_Dataset extract_

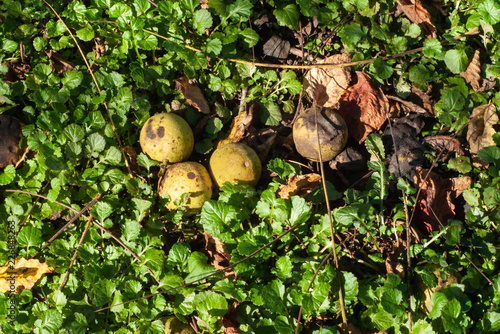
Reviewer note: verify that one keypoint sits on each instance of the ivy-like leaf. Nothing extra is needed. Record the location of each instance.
(288, 16)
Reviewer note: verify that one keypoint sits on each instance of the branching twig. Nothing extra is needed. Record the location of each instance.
(87, 207)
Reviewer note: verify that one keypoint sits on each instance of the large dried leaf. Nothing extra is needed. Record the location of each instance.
(473, 75)
(480, 132)
(192, 93)
(277, 47)
(26, 273)
(435, 201)
(418, 14)
(326, 85)
(299, 185)
(363, 107)
(448, 143)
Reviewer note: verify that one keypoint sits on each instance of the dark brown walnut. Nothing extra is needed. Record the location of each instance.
(331, 130)
(10, 135)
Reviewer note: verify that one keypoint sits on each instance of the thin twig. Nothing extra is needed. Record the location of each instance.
(458, 248)
(207, 276)
(93, 222)
(117, 137)
(76, 252)
(87, 207)
(348, 64)
(31, 209)
(329, 212)
(308, 288)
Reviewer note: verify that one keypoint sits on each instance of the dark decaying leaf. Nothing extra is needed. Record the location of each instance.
(473, 75)
(10, 135)
(299, 185)
(363, 107)
(218, 255)
(277, 48)
(58, 64)
(435, 201)
(192, 93)
(404, 150)
(418, 14)
(448, 143)
(326, 86)
(480, 132)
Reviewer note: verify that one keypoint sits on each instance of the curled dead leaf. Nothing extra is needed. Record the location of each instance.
(473, 75)
(299, 185)
(363, 107)
(445, 142)
(240, 124)
(192, 93)
(480, 132)
(414, 10)
(435, 201)
(219, 257)
(24, 274)
(326, 86)
(58, 64)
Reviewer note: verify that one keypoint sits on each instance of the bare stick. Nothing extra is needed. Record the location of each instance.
(117, 137)
(308, 288)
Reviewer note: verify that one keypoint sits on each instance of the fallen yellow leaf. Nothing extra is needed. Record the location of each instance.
(23, 275)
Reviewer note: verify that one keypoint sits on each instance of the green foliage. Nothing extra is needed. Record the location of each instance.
(275, 245)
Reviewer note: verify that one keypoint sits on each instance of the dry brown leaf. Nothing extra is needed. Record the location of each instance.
(192, 93)
(24, 274)
(10, 135)
(419, 15)
(16, 71)
(58, 64)
(473, 75)
(445, 142)
(262, 142)
(239, 126)
(299, 185)
(435, 201)
(425, 99)
(480, 132)
(277, 47)
(219, 257)
(326, 86)
(363, 107)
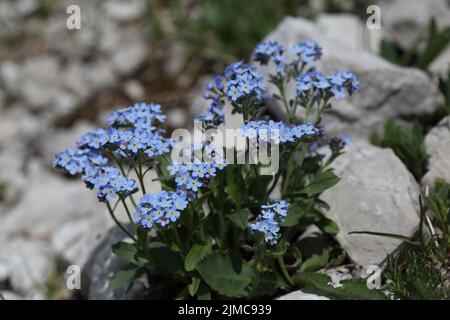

_Exercise objective_
Give the entries above as a Markdown table with the columns "Row" and "Text," one numbered row per line and no blank lines. Leave the pictures out.

_Finished exercise_
| Row | Text |
|---|---|
| 1 | Reviewer note: verify that one keypoint sits on each instance of the ivy-like leaf. Nothing extra is needed. Record the location of each instance. |
| 2 | (288, 16) |
| 3 | Reviewer note: verify that one keypoint sits on each instance of the branching twig. Nothing extra is needed. Record the location of each instance. |
| 4 | (87, 207) |
| 5 | Reviewer note: verify that one keypoint sits on each instance of the large dried leaf. Nothing extra is needed. Record the location of each instance. |
| 6 | (473, 75) |
| 7 | (480, 132) |
| 8 | (192, 93) |
| 9 | (277, 47) |
| 10 | (26, 273) |
| 11 | (435, 201) |
| 12 | (418, 14) |
| 13 | (326, 85) |
| 14 | (299, 185) |
| 15 | (363, 107) |
| 16 | (448, 143) |
| 17 | Reviewer note: verify that one keypoint sits on each instance of the dark brown walnut. Nothing extra is needed. Record the location of each instance. |
| 18 | (331, 130) |
| 19 | (10, 135) |
| 20 | Reviewer note: verify that one keypoint sits on each instance of the thin twig. Nothing extra is needed. Record the location of each instance. |
| 21 | (458, 248) |
| 22 | (207, 276) |
| 23 | (93, 222) |
| 24 | (117, 137) |
| 25 | (76, 252) |
| 26 | (87, 207) |
| 27 | (348, 64) |
| 28 | (31, 209) |
| 29 | (329, 212) |
| 30 | (308, 288) |
| 31 | Reviewer note: verify that one keypoint sits on each instance of the dark decaying leaf. Nothing extra is needed. Record the location of each instance. |
| 32 | (473, 75) |
| 33 | (10, 135) |
| 34 | (299, 185) |
| 35 | (363, 107) |
| 36 | (218, 255) |
| 37 | (277, 48) |
| 38 | (58, 64) |
| 39 | (435, 201) |
| 40 | (192, 93) |
| 41 | (404, 150) |
| 42 | (418, 14) |
| 43 | (448, 143) |
| 44 | (326, 86) |
| 45 | (480, 132) |
| 46 | Reviewer note: verify that one keypoint sits on each instance of the curled dead leaf. Nothing extra is needed. Record the location of each instance. |
| 47 | (473, 75) |
| 48 | (299, 185) |
| 49 | (363, 107) |
| 50 | (445, 142) |
| 51 | (240, 124) |
| 52 | (192, 93) |
| 53 | (480, 132) |
| 54 | (414, 10) |
| 55 | (435, 201) |
| 56 | (219, 257) |
| 57 | (24, 274) |
| 58 | (326, 86) |
| 59 | (58, 64) |
| 60 | Reviewer note: verify that one keypoint sits on each instance of the bare stick. Nothing extra is needed. Record the location of each instance. |
| 61 | (117, 137) |
| 62 | (308, 288) |
| 63 | Reviewer note: verify that one keypoint sits on each instance of the fallen yellow leaf. Nothing extra is needed. Record the location of each instance. |
| 64 | (23, 275) |
| 65 | Reviewer note: verify that one keypoint sits on each instance of the green foliage. Nothing extra is needed. Record the location of each instance. |
| 66 | (275, 245) |
| 67 | Reviewer note: verify that one keypoint sits on each instance of the dry brown leaf. Nothing extra is needed. Record the location of each instance. |
| 68 | (192, 93) |
| 69 | (24, 274) |
| 70 | (10, 135) |
| 71 | (419, 15) |
| 72 | (16, 71) |
| 73 | (58, 64) |
| 74 | (473, 75) |
| 75 | (445, 142) |
| 76 | (262, 142) |
| 77 | (239, 126) |
| 78 | (299, 185) |
| 79 | (435, 201) |
| 80 | (425, 99) |
| 81 | (480, 132) |
| 82 | (277, 47) |
| 83 | (219, 257) |
| 84 | (326, 86) |
| 85 | (363, 107) |